# start of MATERIAL

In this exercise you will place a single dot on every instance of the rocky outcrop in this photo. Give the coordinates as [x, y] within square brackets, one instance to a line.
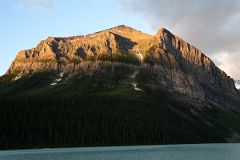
[176, 64]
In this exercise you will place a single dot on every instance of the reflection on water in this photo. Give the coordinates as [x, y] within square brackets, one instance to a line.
[167, 152]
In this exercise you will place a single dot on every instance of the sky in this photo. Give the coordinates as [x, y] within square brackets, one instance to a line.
[213, 26]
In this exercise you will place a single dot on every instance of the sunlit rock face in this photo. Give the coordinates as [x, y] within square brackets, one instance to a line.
[176, 64]
[237, 84]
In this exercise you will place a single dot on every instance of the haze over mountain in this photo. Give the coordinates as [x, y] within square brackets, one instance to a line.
[118, 74]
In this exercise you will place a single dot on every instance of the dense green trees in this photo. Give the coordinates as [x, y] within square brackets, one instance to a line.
[102, 109]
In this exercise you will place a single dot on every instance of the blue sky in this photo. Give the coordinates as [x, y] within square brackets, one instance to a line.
[25, 22]
[212, 27]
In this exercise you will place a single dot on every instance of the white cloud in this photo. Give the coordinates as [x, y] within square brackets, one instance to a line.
[42, 5]
[226, 62]
[211, 25]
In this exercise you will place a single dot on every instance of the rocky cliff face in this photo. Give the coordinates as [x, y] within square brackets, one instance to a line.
[177, 65]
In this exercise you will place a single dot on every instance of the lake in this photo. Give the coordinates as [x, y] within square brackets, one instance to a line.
[162, 152]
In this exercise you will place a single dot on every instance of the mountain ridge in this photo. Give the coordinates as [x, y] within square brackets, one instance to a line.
[116, 87]
[180, 66]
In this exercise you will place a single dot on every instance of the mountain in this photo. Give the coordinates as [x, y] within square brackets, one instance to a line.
[116, 87]
[237, 84]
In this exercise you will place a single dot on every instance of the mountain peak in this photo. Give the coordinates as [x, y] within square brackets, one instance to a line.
[185, 68]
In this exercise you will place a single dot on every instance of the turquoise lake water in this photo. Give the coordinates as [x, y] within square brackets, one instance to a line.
[163, 152]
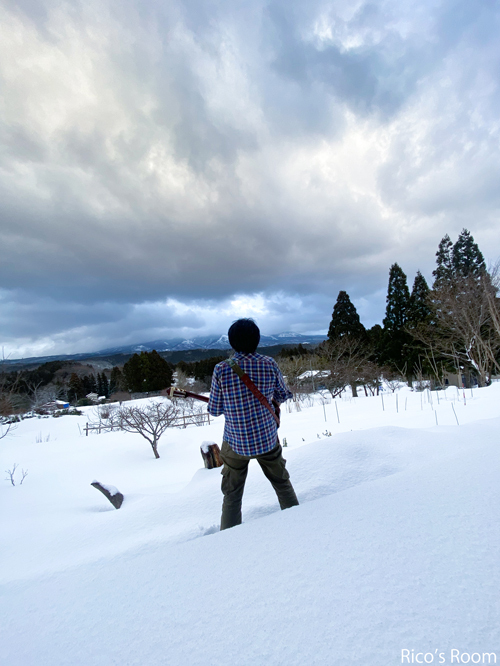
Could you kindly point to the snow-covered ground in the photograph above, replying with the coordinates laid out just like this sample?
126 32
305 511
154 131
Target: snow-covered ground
392 556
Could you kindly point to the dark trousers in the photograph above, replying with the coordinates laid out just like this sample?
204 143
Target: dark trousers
234 474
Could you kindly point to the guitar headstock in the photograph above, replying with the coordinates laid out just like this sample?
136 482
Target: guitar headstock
176 393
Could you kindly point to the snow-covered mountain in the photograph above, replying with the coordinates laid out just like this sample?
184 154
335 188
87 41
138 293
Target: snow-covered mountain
212 342
176 344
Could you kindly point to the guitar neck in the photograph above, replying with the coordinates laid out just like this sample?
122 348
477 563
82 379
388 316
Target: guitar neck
181 393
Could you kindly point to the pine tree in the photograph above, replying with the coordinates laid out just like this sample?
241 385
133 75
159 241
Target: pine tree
419 311
116 380
147 372
105 386
395 341
398 300
444 273
158 372
92 384
133 374
345 319
75 388
467 258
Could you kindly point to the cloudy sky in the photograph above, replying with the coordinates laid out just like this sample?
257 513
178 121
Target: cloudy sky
168 166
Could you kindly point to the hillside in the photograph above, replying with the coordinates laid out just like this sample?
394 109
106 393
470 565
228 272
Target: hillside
394 546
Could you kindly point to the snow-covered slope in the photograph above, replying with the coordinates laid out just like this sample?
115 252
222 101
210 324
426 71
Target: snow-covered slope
394 546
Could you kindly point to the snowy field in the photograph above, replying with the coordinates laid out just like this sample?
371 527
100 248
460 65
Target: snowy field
392 556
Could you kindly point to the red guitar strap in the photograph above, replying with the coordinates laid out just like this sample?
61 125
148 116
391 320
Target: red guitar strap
249 383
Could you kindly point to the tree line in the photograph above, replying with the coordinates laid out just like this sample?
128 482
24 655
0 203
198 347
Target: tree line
453 327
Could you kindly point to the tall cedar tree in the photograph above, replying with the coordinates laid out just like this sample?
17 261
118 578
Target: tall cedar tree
443 274
345 319
116 380
147 372
467 258
398 300
419 311
396 339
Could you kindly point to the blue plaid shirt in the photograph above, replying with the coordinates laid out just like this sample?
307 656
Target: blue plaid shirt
250 429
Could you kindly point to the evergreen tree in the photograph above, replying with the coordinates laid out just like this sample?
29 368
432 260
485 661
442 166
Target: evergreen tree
443 274
133 374
105 386
158 372
116 380
345 319
147 372
75 388
467 258
395 345
419 310
92 384
87 384
398 300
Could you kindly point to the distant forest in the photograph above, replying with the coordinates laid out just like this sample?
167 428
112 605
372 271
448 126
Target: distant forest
428 334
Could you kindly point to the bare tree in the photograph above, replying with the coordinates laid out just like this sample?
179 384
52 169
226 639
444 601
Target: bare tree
293 369
492 298
150 420
11 472
464 329
344 360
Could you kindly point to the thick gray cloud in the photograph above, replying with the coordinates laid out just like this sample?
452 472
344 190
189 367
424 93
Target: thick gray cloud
162 162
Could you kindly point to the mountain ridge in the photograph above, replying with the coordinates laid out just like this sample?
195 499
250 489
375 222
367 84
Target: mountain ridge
173 345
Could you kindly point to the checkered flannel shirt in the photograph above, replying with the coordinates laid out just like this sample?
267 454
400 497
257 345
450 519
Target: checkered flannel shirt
250 428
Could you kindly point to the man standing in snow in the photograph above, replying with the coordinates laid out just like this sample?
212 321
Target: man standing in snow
250 427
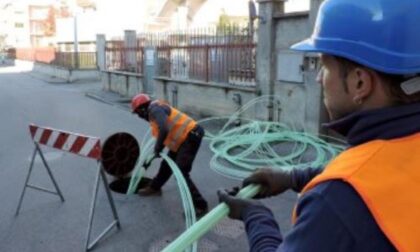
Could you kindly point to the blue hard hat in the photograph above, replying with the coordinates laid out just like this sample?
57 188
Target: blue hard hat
381 34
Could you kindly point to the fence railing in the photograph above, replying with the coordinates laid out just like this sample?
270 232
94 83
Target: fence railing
121 58
49 55
223 55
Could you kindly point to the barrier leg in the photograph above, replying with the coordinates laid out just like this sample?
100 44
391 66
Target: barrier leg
26 181
50 173
110 199
115 222
57 189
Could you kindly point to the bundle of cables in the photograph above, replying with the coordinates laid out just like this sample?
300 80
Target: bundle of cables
238 152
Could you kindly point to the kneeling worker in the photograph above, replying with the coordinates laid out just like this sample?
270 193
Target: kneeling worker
181 135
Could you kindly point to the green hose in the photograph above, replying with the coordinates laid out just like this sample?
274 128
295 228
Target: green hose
238 152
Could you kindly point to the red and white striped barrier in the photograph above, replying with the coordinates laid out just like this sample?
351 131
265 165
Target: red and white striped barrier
86 146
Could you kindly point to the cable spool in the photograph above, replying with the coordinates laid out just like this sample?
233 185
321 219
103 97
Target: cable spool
119 154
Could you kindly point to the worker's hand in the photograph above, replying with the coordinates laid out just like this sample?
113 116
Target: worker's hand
272 182
236 205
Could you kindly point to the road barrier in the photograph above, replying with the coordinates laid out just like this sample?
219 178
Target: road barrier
85 146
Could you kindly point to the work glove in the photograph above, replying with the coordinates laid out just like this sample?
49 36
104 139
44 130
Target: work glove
236 205
272 182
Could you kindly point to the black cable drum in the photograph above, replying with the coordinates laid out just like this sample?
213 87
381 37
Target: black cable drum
119 154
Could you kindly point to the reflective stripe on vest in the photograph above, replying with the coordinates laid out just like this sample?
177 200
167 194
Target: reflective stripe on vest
179 125
386 175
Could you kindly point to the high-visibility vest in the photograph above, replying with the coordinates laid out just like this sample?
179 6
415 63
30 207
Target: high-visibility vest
386 175
179 125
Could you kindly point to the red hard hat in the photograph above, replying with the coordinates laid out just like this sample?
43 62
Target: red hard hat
139 100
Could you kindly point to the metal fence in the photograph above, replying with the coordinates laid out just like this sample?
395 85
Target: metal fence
223 55
121 58
49 55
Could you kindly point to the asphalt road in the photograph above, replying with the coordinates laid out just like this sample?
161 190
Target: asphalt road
47 224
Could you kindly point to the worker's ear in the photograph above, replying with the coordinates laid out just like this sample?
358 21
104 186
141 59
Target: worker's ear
361 83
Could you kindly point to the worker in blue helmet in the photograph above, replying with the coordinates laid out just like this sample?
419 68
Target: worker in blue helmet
366 199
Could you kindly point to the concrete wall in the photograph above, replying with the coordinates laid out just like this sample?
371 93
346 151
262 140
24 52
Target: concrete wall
299 97
70 75
288 77
126 84
292 95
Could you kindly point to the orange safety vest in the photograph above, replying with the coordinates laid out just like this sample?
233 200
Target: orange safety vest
386 175
179 125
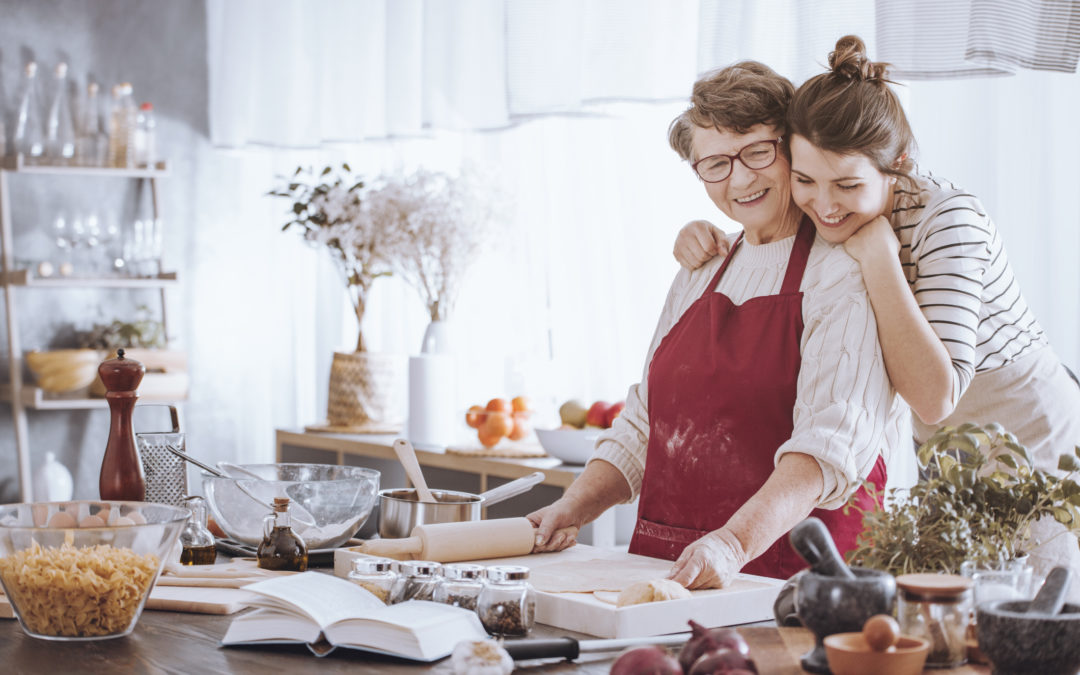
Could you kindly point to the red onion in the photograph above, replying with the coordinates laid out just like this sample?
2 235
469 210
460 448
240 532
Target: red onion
720 661
710 639
646 661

# end of MATERIAL

WHAT IS NEEDED: Render the stretch from the line containing "Could you kindly point to the worker in" through the last of the lines above as a JSON list of strings, one per line, skipping blank lines and leaving out the pictures.

EXERCISE RESPONSE:
[
  "Could you kindly point to the worker in blue helmet in the photograph above, replying with the coordinates laid out just like this sample?",
  "419 68",
  "Target: worker in blue helmet",
  "366 199",
  "Could you kindly point to the concrete wall in the photograph above, replying with the coordinates laid out just like this sample?",
  "371 93",
  "346 151",
  "262 140",
  "24 52",
  "Target: concrete wall",
  "299 97",
  "70 75",
  "288 77",
  "126 84",
  "292 95",
  "Could you kindly point to the orange safety vest in the photograph above, replying with the coordinates laid out just like this sample?",
  "233 200",
  "Target: orange safety vest",
  "386 175",
  "179 125",
  "Could you kindly point to the red onion in the photograph above, replying with the coordinates laid out just like this sample?",
  "2 235",
  "469 210",
  "460 448",
  "240 532",
  "Target: red onion",
  "720 661",
  "710 639",
  "646 661"
]